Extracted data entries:
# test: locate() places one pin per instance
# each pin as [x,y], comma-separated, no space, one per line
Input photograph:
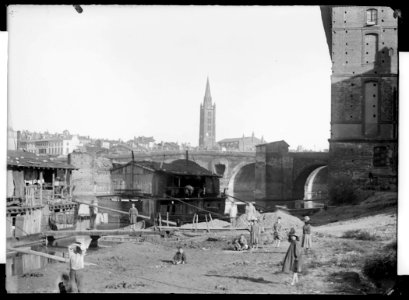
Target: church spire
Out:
[208,96]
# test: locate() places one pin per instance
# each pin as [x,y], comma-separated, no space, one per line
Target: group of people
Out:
[293,260]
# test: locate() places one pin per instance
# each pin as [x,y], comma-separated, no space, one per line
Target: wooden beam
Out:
[61,259]
[122,212]
[100,232]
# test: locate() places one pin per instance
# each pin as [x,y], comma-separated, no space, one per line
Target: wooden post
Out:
[193,222]
[41,186]
[52,196]
[65,183]
[70,183]
[211,219]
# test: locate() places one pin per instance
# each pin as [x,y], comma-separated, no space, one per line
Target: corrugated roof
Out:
[246,138]
[30,160]
[178,167]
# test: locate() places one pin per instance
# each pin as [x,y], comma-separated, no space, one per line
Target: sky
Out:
[124,71]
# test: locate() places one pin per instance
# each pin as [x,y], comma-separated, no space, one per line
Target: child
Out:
[180,257]
[277,232]
[306,238]
[293,258]
[64,285]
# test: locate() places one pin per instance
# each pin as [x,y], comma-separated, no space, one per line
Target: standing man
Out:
[133,216]
[76,253]
[233,213]
[93,211]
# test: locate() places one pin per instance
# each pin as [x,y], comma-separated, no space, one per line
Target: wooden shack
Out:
[162,187]
[38,186]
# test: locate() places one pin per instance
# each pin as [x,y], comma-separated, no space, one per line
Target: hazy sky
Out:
[124,71]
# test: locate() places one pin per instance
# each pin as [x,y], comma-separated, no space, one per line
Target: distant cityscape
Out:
[62,144]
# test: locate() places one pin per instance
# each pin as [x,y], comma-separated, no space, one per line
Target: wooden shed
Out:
[163,188]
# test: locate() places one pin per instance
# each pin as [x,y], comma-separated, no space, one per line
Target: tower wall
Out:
[364,97]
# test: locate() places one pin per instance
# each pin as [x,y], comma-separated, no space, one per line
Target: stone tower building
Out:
[362,42]
[207,134]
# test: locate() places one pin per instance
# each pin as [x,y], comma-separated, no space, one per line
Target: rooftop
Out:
[178,167]
[25,159]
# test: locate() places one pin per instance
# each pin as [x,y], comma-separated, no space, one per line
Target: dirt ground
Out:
[144,266]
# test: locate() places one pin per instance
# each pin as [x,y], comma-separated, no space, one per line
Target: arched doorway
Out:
[315,187]
[311,184]
[242,183]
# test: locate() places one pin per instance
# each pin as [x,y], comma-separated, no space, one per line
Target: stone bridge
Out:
[270,173]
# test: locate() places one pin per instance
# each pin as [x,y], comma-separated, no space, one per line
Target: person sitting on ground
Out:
[240,243]
[180,257]
[277,232]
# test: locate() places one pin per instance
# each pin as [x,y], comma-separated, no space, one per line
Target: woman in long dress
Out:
[306,237]
[293,258]
[254,234]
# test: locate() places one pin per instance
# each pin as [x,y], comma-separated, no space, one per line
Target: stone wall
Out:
[93,175]
[364,94]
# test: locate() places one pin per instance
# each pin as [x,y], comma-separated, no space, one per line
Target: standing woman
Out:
[293,258]
[76,253]
[277,232]
[133,216]
[254,234]
[306,237]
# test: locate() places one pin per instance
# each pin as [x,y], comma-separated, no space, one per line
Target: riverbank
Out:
[144,265]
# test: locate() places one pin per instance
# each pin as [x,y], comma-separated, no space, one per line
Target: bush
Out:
[382,265]
[342,191]
[360,235]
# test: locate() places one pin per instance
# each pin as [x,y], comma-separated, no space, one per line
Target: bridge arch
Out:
[311,183]
[242,181]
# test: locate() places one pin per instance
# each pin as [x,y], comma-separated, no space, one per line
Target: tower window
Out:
[371,16]
[380,156]
[371,48]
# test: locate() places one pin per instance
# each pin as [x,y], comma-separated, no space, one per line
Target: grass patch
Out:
[383,264]
[360,235]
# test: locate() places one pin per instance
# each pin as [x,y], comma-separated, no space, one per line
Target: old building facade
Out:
[207,133]
[362,42]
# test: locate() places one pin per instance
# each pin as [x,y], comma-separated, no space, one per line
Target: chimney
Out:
[18,139]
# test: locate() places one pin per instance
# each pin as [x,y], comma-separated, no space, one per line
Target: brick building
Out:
[362,43]
[207,133]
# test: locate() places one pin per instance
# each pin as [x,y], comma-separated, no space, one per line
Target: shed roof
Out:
[16,158]
[177,167]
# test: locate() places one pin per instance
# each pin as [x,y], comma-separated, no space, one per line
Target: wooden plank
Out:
[203,229]
[58,258]
[96,232]
[123,212]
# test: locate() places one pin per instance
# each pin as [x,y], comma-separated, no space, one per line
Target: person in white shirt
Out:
[233,213]
[76,253]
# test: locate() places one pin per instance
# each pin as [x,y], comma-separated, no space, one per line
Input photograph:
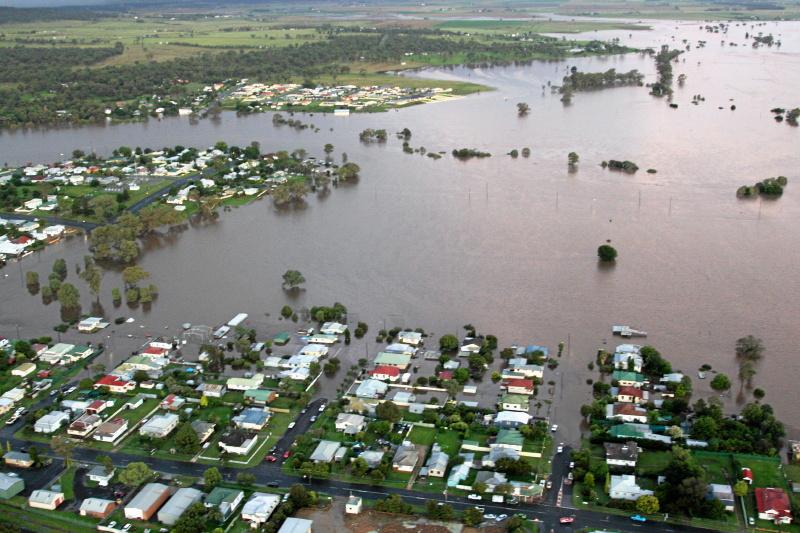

§ **Task brief**: Count the lines above that contain the string "standing", treating uppercase and lowercase as different, and reply with the number alone.

§ **Exercise solution**: 2